I admit, it is poor to design an experiment and then change the goalposts half way through implementation but if you want to read about someone who has jumped on the 100% bandwagon and has so far stuck at it for 3 unhappy days, check out Ed Wiseman who is in the midst of 7 day Huel experiment.

I’ve now been using Huel for 12 days and I’m really happy with it. I weigh out the powder in the morning and mix to about a 1:5 ratio of powder to water (you can amend to your desired consistency). I do find that Huel is quite resistant to mixing and it takes a fairly hefty blast with handheld blender. I haven’t tried the shaker approach but can only imagine that it would result in major lumps.

Huel is not particularly tasty but neither is it vile. I’d describe it as a strangely sweet, runny porridge. Its bland really, but I’ve always found that bland works pretty well for me, it seems to turn off all my high alert, food-neediness sensors.

What is expected: In the Huel passage, what ratio of powder to water does the writer use when mixing? The rows that follow are independent of the Huel passage and unrelated to it.

Record extracts:
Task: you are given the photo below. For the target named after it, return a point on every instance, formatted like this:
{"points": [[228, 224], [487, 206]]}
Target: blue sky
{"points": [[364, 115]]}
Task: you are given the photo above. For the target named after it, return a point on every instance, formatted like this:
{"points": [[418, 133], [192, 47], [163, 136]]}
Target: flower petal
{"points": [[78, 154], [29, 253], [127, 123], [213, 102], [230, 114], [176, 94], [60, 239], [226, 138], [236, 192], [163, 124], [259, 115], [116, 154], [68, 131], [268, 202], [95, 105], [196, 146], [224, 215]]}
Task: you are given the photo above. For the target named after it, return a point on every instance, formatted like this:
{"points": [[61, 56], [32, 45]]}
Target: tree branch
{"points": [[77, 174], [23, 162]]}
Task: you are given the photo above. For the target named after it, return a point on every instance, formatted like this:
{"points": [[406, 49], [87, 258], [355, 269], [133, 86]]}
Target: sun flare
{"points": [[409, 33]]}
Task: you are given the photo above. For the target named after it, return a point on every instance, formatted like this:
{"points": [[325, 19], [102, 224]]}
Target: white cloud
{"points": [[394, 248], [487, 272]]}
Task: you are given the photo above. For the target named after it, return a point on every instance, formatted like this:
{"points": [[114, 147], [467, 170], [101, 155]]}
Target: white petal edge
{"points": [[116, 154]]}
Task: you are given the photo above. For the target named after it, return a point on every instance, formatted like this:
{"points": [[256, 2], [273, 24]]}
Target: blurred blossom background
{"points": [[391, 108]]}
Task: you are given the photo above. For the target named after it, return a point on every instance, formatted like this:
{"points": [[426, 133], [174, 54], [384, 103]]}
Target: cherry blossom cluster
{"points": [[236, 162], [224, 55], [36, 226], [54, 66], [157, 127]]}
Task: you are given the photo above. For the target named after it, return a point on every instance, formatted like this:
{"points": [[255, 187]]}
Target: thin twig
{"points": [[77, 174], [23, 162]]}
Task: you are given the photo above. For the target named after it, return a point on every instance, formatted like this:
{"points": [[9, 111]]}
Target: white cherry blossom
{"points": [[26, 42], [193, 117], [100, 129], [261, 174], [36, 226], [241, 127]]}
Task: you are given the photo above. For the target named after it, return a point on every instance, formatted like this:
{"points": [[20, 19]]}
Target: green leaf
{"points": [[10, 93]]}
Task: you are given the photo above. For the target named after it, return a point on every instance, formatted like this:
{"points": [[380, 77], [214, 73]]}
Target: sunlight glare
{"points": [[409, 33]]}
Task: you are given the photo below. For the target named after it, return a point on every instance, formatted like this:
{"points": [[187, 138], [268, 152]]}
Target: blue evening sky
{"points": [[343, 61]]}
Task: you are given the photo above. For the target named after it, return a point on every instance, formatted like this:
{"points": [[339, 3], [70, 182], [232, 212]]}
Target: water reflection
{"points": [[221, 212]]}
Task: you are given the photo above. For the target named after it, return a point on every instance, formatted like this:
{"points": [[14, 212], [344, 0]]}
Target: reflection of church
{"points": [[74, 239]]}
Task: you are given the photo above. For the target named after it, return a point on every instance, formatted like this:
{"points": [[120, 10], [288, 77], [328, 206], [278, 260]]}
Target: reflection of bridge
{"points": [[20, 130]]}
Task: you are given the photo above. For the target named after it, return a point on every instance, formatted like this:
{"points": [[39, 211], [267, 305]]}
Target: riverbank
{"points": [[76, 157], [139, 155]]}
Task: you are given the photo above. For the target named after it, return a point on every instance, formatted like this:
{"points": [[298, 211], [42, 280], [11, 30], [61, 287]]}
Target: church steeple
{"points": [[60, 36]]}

Answer below: About 1:5 powder to water.